▸ **PASSAGE PROVIDED**:
###
The next meeting of the London Borough of Richmond-upon-Thames Cycling Liaison Group is Monday 9th January 2012, 630pm, York House, Twickenham.

Click here to read the agenda which includes a report from the police on bike theft and an update on the Cycling Strategy.

Click here for our proposed agenda items which includes asking for an update on the 2nd Local Implementation Plan for Transport and for cycle collisions at identifiable locations, including Richmond, Teddington and Twickenham town centres, to be a priority for action.

Click here to read notes of the last meeting in October, including:

Item 8: Cross Deep, Twickenham

“LBRuT is working in partnership with LB Hounslow, LB Ealing and Royal Borough of Kingston regarding cycle direction signage for LCN Route 75.  The Heath Road / Cross Deep junction has been identified as an important junction on the route and the consultant’s proposals for how people follow route 75 and join / leave this route are awaited.”

Now interestingly, London Cycle Network Route 75, appears to run along Strawberry Vale, Cross Deep and London Road, including the long-standing problem of the roundabout on A316 Chertsey Road.  The route includes significant clusters of cycle collisions at the junctions with Ferry Road in Teddington, Waldegrave Road, Heath Road, King Street and Whitton Road so we’re very interested to know what the consultants have to say about “improvements to route continuity” and how this fits with the Twickenham Area Action Plan and Item 6 on next week’s CLG agenda A310 Strawberry Vale and Twickenham Road Improvements Update

Item 5 20mph zones and limits confirms the requirement for at least 51% households to agree.  We note this is 1 of 4 issues the Liberal Democrat candidate for this year’s London Assembly elections is campaigning on.

Item 8 Adoption of the Elevated Footway in the Terrace includes the Council’s decision on our suggestion, which is “Given the additional responsibility of taking on maintenance of this area, adoption was not possible.”  So, no change here then, which we think is a missed opportunity.

E-mail campaign@richmondlcc.co.uk with your thoughts, comments, questions, issues to raise: we’ve already been asked about the planned works on the footbridge at Teddington Railway Station.

“War: what are we fighting for?”

Safe Cycling on a Cycle Lane in Richmond

Richmond Cycling Campaign, the local group of the London Cycling Campaign, exists to encourage people to cycle.  We do this in different ways:

  • organising two rides a month;
  • running maintenance workshops at different places in the Borough;
  • asking the two relevant highways authorities, London Borough of Richmond upon Thames and Transport for London, for safe and convenient routes to cycle in the Borough;
  • asking the Council for sufficient cycle parking to meet the need;
  • asking the police to work on the problem of bike theft.
###
▸ **STATED GOAL A**: Please copy the cycling campaign text from "E-mail campaign@richmondlcc.co.uk with your" up to and including "Teddington Railway Station.", replacing "footbridge" with "level crossing".
The entries come from a different source than the cycling campaign text.

(Data records)
###
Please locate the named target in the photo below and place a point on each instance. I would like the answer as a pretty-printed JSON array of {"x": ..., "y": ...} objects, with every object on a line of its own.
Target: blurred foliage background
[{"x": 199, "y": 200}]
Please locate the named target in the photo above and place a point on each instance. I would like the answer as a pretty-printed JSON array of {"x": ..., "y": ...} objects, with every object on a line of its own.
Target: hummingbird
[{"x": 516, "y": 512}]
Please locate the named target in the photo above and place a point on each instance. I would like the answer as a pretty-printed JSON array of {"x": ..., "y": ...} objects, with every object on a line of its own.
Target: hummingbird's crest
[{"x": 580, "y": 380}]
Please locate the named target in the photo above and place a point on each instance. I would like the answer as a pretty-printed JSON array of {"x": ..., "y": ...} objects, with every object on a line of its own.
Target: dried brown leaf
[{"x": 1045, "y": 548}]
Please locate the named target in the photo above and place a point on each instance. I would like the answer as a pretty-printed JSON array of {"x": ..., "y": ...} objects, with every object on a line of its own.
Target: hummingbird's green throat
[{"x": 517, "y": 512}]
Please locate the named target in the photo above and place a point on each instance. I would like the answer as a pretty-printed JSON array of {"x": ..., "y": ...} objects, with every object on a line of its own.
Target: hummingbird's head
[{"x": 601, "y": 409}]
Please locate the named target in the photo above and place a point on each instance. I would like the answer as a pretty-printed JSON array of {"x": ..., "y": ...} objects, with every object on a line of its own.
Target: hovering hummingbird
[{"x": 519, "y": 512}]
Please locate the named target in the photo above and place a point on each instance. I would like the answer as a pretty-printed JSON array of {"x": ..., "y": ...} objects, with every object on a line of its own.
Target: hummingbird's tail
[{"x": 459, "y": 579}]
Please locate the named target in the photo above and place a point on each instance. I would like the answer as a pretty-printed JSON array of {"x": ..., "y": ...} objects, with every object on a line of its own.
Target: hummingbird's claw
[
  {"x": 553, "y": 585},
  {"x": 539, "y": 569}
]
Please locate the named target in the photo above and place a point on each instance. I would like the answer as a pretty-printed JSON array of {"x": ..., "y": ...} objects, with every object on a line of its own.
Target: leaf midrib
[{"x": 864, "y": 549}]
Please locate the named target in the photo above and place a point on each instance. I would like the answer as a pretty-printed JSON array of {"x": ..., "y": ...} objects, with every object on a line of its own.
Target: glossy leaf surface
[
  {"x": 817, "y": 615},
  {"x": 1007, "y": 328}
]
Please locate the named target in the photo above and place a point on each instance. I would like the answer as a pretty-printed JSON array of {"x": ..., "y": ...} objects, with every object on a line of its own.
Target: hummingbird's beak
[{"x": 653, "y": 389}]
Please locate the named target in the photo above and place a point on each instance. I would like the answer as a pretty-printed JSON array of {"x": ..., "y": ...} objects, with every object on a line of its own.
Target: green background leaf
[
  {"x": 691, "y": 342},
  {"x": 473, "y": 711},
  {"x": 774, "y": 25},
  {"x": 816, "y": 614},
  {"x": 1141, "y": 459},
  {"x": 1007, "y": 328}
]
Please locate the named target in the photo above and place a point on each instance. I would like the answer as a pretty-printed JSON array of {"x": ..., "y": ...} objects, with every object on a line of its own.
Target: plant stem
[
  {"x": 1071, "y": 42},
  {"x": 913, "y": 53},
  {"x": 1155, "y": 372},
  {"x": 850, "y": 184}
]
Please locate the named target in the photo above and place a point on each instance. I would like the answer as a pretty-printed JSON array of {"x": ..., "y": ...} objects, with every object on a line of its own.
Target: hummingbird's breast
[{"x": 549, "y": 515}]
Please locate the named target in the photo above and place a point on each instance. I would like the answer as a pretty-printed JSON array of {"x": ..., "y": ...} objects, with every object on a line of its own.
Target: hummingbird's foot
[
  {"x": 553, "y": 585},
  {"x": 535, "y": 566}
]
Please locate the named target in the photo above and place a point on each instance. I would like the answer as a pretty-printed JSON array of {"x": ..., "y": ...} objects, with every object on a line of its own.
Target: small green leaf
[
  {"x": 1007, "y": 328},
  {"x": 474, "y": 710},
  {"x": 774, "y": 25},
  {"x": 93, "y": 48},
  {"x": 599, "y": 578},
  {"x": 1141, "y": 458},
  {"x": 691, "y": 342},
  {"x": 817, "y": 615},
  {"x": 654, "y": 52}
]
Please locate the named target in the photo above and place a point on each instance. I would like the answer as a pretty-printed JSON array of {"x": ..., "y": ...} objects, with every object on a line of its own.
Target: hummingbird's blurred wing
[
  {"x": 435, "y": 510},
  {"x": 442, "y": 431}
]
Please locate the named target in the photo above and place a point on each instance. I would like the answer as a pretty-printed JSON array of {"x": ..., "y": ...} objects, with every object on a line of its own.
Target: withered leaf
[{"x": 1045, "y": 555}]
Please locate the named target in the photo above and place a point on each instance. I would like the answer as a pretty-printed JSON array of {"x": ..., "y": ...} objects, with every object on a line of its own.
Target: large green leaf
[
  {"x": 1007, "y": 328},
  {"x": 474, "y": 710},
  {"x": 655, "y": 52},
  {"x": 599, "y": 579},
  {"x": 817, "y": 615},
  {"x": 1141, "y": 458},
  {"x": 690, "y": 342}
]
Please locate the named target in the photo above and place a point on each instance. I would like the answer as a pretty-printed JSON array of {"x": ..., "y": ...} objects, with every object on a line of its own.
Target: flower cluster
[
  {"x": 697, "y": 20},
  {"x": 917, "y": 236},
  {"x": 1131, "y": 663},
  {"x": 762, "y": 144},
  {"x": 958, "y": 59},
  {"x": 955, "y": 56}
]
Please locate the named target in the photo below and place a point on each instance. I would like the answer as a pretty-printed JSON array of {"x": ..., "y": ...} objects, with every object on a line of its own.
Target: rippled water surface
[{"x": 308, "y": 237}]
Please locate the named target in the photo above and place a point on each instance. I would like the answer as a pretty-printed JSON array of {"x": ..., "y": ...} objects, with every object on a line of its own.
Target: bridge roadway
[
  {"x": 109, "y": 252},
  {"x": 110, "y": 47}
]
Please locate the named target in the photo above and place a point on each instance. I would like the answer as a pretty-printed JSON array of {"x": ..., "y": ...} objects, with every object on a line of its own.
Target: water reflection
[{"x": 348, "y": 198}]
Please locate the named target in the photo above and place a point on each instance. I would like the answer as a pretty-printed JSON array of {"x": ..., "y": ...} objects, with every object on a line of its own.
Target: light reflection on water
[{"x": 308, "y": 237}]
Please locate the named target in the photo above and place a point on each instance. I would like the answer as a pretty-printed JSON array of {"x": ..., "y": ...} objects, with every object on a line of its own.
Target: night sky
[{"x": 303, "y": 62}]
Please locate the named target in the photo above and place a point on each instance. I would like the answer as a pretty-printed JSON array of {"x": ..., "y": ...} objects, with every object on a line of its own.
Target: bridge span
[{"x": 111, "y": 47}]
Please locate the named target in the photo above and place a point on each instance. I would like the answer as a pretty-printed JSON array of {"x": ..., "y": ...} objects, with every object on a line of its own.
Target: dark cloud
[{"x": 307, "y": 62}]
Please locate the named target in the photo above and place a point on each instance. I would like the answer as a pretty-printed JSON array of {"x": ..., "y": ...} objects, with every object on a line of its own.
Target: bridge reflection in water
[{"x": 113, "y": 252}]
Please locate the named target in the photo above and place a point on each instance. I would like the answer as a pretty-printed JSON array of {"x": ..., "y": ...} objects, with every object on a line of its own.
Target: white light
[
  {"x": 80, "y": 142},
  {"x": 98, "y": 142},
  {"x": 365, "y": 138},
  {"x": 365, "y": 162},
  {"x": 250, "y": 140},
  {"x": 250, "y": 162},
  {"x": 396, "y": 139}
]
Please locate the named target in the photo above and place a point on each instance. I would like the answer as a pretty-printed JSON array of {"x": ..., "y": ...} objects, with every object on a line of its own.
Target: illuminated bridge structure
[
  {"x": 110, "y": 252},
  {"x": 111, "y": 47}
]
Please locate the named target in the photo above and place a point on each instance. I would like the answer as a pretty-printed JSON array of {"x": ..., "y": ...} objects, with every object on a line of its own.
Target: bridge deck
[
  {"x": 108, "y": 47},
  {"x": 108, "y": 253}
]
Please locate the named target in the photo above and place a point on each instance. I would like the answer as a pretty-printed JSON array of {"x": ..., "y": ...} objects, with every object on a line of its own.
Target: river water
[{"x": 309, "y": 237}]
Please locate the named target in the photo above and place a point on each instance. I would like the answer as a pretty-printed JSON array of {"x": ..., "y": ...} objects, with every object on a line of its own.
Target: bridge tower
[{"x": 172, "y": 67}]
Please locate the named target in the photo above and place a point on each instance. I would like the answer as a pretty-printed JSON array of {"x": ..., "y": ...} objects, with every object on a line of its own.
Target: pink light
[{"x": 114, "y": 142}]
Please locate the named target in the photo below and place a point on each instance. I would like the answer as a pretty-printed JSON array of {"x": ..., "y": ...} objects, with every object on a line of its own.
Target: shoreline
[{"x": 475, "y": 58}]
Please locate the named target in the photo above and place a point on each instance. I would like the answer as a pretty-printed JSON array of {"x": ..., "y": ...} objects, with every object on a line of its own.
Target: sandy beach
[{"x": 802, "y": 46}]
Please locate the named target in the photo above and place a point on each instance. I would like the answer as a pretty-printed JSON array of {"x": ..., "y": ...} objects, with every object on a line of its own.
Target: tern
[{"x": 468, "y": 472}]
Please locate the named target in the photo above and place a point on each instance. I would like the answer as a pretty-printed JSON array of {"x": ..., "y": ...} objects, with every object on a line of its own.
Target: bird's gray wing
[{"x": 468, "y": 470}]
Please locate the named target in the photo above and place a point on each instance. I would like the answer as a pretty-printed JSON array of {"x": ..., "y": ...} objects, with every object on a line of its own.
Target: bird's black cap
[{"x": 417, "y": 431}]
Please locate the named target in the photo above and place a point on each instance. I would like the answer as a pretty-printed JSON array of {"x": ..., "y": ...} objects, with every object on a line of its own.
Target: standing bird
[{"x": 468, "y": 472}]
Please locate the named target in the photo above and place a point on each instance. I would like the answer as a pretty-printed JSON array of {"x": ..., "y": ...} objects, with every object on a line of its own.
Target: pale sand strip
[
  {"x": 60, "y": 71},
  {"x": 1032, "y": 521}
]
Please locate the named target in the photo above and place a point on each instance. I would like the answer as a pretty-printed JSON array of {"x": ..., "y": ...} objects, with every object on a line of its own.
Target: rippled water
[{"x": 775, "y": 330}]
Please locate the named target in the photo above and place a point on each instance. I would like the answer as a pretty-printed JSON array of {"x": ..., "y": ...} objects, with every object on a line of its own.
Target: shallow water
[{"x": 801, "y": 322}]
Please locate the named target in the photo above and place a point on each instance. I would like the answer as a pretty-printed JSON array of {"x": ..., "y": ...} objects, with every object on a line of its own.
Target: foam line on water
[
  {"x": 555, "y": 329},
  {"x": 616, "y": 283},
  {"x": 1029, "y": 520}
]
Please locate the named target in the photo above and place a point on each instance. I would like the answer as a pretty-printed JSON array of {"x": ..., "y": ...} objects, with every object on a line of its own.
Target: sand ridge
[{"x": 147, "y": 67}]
###
▸ **STATED GOAL B**: List every line of the entries that contains the string "reflection", matching case exactly.

▸ **FULL OUTPUT A**:
E-mail campaign@richmondlcc.co.uk with your thoughts, comments, questions, issues to raise: we’ve already been asked about the planned works on the level crossing at Teddington Railway Station.

▸ **FULL OUTPUT B**:
Target: water reflection
Target: light reflection on water
Target: bridge reflection in water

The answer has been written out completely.